Rewrite the items below, changing every "place a pin" to "put a marker" and keeping all other wording the same.

═══ Records supplied

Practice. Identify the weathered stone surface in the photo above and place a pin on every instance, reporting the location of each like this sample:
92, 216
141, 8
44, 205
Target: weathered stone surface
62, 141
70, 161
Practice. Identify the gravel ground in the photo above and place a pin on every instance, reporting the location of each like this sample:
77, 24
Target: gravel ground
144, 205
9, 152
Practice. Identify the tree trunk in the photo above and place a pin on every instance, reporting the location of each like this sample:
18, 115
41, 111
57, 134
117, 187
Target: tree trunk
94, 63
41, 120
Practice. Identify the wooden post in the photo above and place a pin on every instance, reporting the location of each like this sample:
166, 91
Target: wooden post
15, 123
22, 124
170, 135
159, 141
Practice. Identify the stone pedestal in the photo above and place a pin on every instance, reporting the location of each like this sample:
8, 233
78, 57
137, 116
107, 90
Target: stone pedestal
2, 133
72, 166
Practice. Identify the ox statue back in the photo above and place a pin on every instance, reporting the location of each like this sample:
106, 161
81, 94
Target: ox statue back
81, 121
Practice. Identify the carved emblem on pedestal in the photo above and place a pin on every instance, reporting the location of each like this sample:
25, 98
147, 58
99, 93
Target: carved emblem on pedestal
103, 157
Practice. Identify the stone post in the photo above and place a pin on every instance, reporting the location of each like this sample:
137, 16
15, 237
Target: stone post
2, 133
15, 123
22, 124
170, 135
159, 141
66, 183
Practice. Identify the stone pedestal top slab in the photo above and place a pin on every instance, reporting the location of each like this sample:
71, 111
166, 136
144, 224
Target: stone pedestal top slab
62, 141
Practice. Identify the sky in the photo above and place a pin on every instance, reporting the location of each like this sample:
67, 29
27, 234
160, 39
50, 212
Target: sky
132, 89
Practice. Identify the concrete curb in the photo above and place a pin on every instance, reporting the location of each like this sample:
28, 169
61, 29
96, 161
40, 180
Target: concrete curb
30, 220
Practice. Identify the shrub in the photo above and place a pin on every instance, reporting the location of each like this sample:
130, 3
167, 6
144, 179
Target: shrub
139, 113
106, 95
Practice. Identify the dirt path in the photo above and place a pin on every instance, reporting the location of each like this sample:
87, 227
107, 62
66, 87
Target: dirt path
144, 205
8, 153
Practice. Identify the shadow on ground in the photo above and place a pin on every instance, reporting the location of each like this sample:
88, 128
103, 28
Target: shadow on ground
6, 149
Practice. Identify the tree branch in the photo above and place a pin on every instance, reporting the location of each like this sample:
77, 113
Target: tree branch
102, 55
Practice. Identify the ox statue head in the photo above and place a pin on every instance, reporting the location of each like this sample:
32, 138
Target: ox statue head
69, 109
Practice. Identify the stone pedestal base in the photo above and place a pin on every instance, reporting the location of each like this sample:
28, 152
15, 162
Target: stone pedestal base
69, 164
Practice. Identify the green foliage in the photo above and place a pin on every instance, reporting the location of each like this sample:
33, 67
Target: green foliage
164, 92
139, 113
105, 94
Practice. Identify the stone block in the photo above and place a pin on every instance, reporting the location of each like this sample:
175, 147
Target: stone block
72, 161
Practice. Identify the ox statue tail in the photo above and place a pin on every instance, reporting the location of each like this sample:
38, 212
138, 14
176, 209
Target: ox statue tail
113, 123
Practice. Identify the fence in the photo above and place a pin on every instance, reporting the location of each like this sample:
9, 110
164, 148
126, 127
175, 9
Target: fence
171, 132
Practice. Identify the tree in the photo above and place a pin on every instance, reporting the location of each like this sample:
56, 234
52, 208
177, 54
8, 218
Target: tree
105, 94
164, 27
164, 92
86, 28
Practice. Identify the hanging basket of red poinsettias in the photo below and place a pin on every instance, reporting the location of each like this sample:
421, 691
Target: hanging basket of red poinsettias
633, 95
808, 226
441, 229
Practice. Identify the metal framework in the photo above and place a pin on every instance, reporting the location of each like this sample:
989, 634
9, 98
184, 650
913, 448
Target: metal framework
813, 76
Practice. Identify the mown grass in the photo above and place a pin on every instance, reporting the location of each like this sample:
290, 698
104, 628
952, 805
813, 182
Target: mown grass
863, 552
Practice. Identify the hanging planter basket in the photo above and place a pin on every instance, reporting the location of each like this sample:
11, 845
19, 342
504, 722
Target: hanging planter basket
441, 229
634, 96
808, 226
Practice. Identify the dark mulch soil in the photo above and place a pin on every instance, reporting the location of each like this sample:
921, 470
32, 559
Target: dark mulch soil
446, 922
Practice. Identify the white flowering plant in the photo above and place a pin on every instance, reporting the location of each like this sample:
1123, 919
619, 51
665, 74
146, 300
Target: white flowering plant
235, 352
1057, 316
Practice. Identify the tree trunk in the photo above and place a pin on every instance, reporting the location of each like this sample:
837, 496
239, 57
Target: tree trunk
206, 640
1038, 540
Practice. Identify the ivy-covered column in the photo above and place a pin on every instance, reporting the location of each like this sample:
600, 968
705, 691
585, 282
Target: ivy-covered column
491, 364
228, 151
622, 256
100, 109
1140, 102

══════

> _Task output_
Practice. Identify the weathered stone surface in the photo above and put a marker on every instance, reporting the location of each like this sample:
92, 216
141, 8
44, 205
Target: weathered stone surface
62, 141
70, 161
Practice. Identify the gravel ground in the photo above and put a marker on every instance, reporting the location of each like this sample:
77, 24
Target: gravel ground
144, 205
9, 152
Practice. Identify the tree trunk in the photo above and put a marker on every instance, reporting the location of each like this sample:
18, 115
41, 111
57, 134
117, 187
Target: tree trunk
94, 63
41, 120
Practice. Identify the wooden post in the photo above and put a marker on every instance, reporting the location of each like this sample:
166, 91
Target: wooden post
15, 123
22, 124
170, 135
159, 141
Practice. Identify the stone pedestal in the photo above and put a marker on every instance, reporting the location of each like this sample:
8, 233
78, 57
137, 116
107, 90
Target: stone pedestal
2, 133
72, 166
Practice. Identify the ox statue back in the photo above and put a marker on every instance, reporting the location of each like this sample:
106, 161
81, 94
Target: ox statue back
81, 121
Practice. Identify the carved emblem on pedestal in the photo above and put a marker on every instance, reporting the location of each like this sample:
25, 98
147, 58
99, 93
Target: carved emblem on pedestal
103, 157
Practice. Identify the stone post in the photo above and put a marker on every instance, reporting the location of each like this sample:
137, 16
15, 237
Target: stone post
2, 133
15, 123
22, 124
170, 135
159, 141
66, 183
Practice. Identify the stone pedestal top slab in the photo above and put a marker on every instance, reporting the location of each like this sample:
71, 111
166, 136
144, 224
Target: stone pedestal top slab
62, 141
Practice. Identify the sky in the photo above and put a marker on every instance, reporting the location of each like this sample:
67, 29
27, 234
160, 39
50, 212
Target: sky
132, 89
Practice. Identify the concrete curb in the photo above and put a marker on every instance, reporting the location of each like this sample:
28, 169
61, 29
96, 161
40, 180
Target: concrete curb
30, 220
Practice. Identify the shrub in the photo above and put a marker on every instance, reporting the location of each like this sample:
130, 3
167, 6
144, 179
Target: shrub
139, 113
106, 95
Practice. Identify the dirt path in the photo above and put a marker on every instance, reporting the location of each like this sample:
87, 227
107, 62
66, 87
Target: dirt path
144, 205
8, 153
Practice. Identify the shadow on ground in the photo above and put a marker on every instance, reporting the location of each like this sample:
88, 128
103, 28
Target: shadow on ground
6, 149
Practice. Identify the tree branch in the photo above and put a marker on every instance, reporting the location of each like this sample:
77, 113
Target: tree branch
102, 55
Practice. Identify the ox statue head in the photo above and put a marker on every instance, reporting the location of each like this sample:
32, 138
Target: ox statue head
69, 109
Practice. Identify the stone pedestal base in the photo above and put a marker on every instance, reporting the location of each like this sample:
28, 152
15, 162
Target: stone pedestal base
69, 164
Practice. Identify the green foliage in the photo above and put a marker on every instance, reporting the location of each like this sample:
33, 67
Target: green foliage
164, 92
139, 113
105, 94
Practice. Identify the stone block in the photo above and put a marker on every instance, reporting the location of each like this sample:
175, 147
Target: stone block
72, 161
Practice. Identify the ox statue tail in the photo above and put a marker on every instance, reporting the location of each like this sample:
38, 212
138, 14
176, 209
Target: ox statue tail
113, 123
Practice. Identify the fence in the photo above and put a marker on every instance, reporting the location of each like this sample:
9, 110
164, 148
126, 127
175, 9
Target: fence
171, 132
Practice. Identify the tree in the photo above and put a marker on every instance, reporting the location of each like this sample:
56, 234
52, 208
177, 54
8, 218
Target: tree
105, 94
164, 27
164, 92
86, 28
Practice. Identify the hanging basket of red poinsettias in the photo below and put a marker on every instance, reporting the location of each like this sample:
421, 691
Target: hanging basket of red poinsettias
633, 95
808, 226
441, 229
Practice. Identify the metal framework in the photo above and put a marker on every instance, reporting the location of each like this sample:
989, 634
9, 98
184, 650
913, 448
Target: metal framework
813, 76
Practice. Identify the mown grass in the photo above and put a marker on every instance, reporting the location of each like this sample:
290, 698
104, 628
952, 805
813, 182
Target: mown grass
863, 552
Practice. Identify the hanging planter basket in the photo above and put a marker on every instance, reporting the location of each like this sample:
11, 845
19, 342
504, 722
Target: hanging planter basket
441, 229
634, 96
808, 226
Practice. Identify the dark mulch soil in the photo above and put a marker on every instance, reporting the location of each like this sample:
921, 470
32, 559
Target: dark mulch soil
446, 922
Practice. Identify the white flowering plant in the photo above and put a marker on every instance, reporting the location of each like this sample:
1123, 919
619, 51
665, 74
146, 300
Target: white flowering plant
235, 352
1057, 316
Practice. Identify the tree trunk in the photo above and put a marker on every instance, reporting the location of each like this sample:
837, 496
239, 57
Target: tree trunk
206, 640
1038, 540
Practice. Identify the ivy-covered column in the photo above and put a marker on every instance, reporting the location of each like this sample:
600, 968
705, 691
585, 282
Target: ivy-covered column
491, 364
228, 151
622, 256
100, 109
1140, 102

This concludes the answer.